## [Record list]
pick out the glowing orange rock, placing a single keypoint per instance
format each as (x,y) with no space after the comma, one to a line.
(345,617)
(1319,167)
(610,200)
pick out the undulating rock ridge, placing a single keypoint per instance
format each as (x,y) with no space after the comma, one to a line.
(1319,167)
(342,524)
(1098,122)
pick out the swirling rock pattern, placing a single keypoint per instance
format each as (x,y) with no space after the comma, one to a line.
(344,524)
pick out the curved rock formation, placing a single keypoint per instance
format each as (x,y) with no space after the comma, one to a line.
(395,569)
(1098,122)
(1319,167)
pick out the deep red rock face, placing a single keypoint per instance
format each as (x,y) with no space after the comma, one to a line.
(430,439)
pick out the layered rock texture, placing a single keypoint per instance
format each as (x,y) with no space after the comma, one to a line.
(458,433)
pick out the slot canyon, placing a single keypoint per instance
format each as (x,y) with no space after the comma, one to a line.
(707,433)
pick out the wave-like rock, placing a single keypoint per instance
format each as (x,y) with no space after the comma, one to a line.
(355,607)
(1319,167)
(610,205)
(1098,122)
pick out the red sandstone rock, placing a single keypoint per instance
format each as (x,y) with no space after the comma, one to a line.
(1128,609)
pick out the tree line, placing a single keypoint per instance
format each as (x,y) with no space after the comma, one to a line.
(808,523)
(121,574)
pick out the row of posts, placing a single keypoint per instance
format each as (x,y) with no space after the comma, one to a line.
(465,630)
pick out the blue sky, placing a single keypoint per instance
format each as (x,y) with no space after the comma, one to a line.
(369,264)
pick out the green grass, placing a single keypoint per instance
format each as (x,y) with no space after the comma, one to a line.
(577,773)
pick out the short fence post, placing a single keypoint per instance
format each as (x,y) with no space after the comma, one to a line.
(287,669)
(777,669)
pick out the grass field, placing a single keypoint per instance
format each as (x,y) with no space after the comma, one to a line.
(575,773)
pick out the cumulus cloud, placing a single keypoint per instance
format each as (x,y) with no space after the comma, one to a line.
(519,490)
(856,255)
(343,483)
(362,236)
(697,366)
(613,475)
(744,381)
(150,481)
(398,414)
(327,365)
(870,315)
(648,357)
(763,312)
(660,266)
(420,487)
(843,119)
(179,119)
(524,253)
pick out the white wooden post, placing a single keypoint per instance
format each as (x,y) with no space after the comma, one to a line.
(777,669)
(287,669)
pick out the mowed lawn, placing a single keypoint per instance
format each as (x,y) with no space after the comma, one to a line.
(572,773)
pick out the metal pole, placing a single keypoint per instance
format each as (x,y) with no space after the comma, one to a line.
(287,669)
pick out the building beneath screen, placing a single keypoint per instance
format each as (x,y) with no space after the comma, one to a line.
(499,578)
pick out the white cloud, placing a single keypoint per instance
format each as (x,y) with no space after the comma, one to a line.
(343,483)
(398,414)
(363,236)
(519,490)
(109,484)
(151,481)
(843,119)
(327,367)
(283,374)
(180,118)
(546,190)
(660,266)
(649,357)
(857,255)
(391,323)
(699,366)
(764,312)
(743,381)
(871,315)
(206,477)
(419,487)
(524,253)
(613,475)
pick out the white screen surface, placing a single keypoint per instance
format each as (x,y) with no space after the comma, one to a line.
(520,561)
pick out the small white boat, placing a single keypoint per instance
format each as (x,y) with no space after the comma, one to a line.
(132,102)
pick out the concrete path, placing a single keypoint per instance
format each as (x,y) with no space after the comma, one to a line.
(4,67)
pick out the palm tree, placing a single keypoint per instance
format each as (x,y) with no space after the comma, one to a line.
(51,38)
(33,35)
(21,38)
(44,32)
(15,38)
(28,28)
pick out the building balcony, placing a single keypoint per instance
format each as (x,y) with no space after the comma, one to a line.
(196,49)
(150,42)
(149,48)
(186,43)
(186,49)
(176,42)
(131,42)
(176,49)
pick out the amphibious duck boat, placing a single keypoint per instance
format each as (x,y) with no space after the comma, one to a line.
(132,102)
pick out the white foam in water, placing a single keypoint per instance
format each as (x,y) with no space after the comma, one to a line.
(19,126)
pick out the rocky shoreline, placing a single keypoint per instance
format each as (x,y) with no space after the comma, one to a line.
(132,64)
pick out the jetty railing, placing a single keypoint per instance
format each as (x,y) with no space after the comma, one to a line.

## [Problem requirements]
Return the listing above in full, character for character.

## [Correct response]
pick out the glowing orange rock, placing a single keypoint per instance
format each as (x,y) with no space after the comma, one to a line.
(345,617)
(1319,167)
(610,200)
pick out the undulating rock ridge, placing a single keypoint per instance
format each as (x,y) with no space after the comma, one to a line.
(1319,167)
(342,524)
(1098,122)
pick out the swirling rock pattern, placing a single keypoint per instance
format each as (x,y) with no space after the comma, one to a line.
(344,524)
pick out the curved rock formation, placing a single keypoint per instance
format each as (x,y) with no space after the comma, one to a line.
(395,569)
(1098,122)
(1319,167)
pick out the deep red rock face, placing a single keypoint per instance
format each as (x,y) with no space after the comma, one to a line.
(430,439)
pick out the layered rock texture, placing a single keypoint per instance
format each as (x,y) with no space after the comma, one to a line.
(458,433)
pick out the slot canyon, placing a single keypoint per instance
format each as (x,y) with no space after the comma, one to a line.
(707,433)
pick out the wave-like rock, placing a single keypoint per instance
format each as (x,y) with no space after the comma, one to a line.
(355,607)
(1319,167)
(610,205)
(1098,122)
pick out the red sandstone rock, placing a single keypoint per instance
format each as (x,y) with no space after the comma, one to a line.
(1128,609)
pick out the tree line, placing a single keypoint per instance
format each as (x,y) with no space after the comma, one to a line.
(808,523)
(121,574)
pick out the row of posts, placing a single keypoint per instance
format each as (x,y) with no space after the comma, one to a line.
(465,630)
pick out the blue sky, placing a single keypoint per instance
format each as (x,y) with no space after the comma, one to a line.
(369,264)
pick out the green grass, placing a single keypoint per instance
format each as (x,y) with no space after the comma, one to a line.
(577,773)
pick out the short fence post, placing a single keypoint per instance
format each as (x,y) with no space after the comma, one to a line.
(287,669)
(777,669)
pick out the grass field, placing a single keypoint per instance
format each as (x,y) with no space after the comma, one to a line.
(575,773)
pick out the cumulus cloud, placing a single keypoint per instance
format each as (x,y) with no space after the comma, one to a line.
(519,490)
(856,255)
(343,483)
(362,236)
(697,366)
(613,475)
(744,381)
(150,481)
(398,414)
(327,365)
(870,315)
(648,357)
(763,312)
(660,266)
(420,487)
(843,119)
(179,119)
(524,253)
pick out the white wooden post, placing a single keypoint per instance
format each as (x,y) with no space after the comma, one to a line.
(777,669)
(287,669)
pick out the mowed lawn, placing a single keypoint per instance
format each as (x,y) with no space after the comma, one to a line.
(572,773)
pick out the metal pole, placing a single keypoint per instance
format each as (x,y) with no space after the comma, one to a line.
(287,669)
pick out the building beneath screen, placing a single keypoint per instance
format each as (x,y) with no space after the comma, one to a line.
(499,578)
pick out the white cloud, placing a single keypoint per instance
format each as (x,y) with no space after the comma, one to a line.
(343,483)
(398,414)
(363,236)
(519,490)
(109,484)
(151,481)
(843,119)
(327,367)
(283,374)
(180,118)
(546,190)
(660,266)
(649,357)
(857,255)
(391,323)
(699,366)
(764,312)
(743,381)
(871,315)
(206,477)
(419,487)
(524,253)
(613,475)
pick out the white screen surface, placing a single keypoint per instance
format each as (x,y) with no space after the comma, one to a line.
(520,561)
pick out the small white boat, placing a single keypoint per instance
format each as (x,y) with no space after the comma, one to a line.
(132,102)
pick out the concrete path, placing a single keypoint per instance
format each as (x,y) with no space after the comma, one to a line.
(4,67)
pick out the palm tree, placing a single keypoint per instance
format each as (x,y) with no space after the comma, one to a line.
(51,38)
(33,35)
(21,38)
(44,32)
(15,38)
(28,28)
pick out the building balcony, placing a single keypoint per instance
format each as (x,y) with no space after the comma, one to a line.
(196,49)
(150,42)
(149,48)
(186,43)
(186,49)
(176,42)
(131,42)
(176,49)
pick out the amphibious duck boat, placing a single keypoint per instance
format each as (x,y) with no space after the comma, one to a line.
(132,102)
pick out the white foam in water, placing a single keypoint per instance
format each as (x,y) with no space after the comma, one to a line.
(19,126)
pick out the rocky shoreline, placing a single keypoint per instance
format each as (x,y) with no space after the comma, one to a line.
(132,64)
pick out the jetty railing, placing a single keypoint per instance
format each as (x,y) with no space after the comma, one to a line.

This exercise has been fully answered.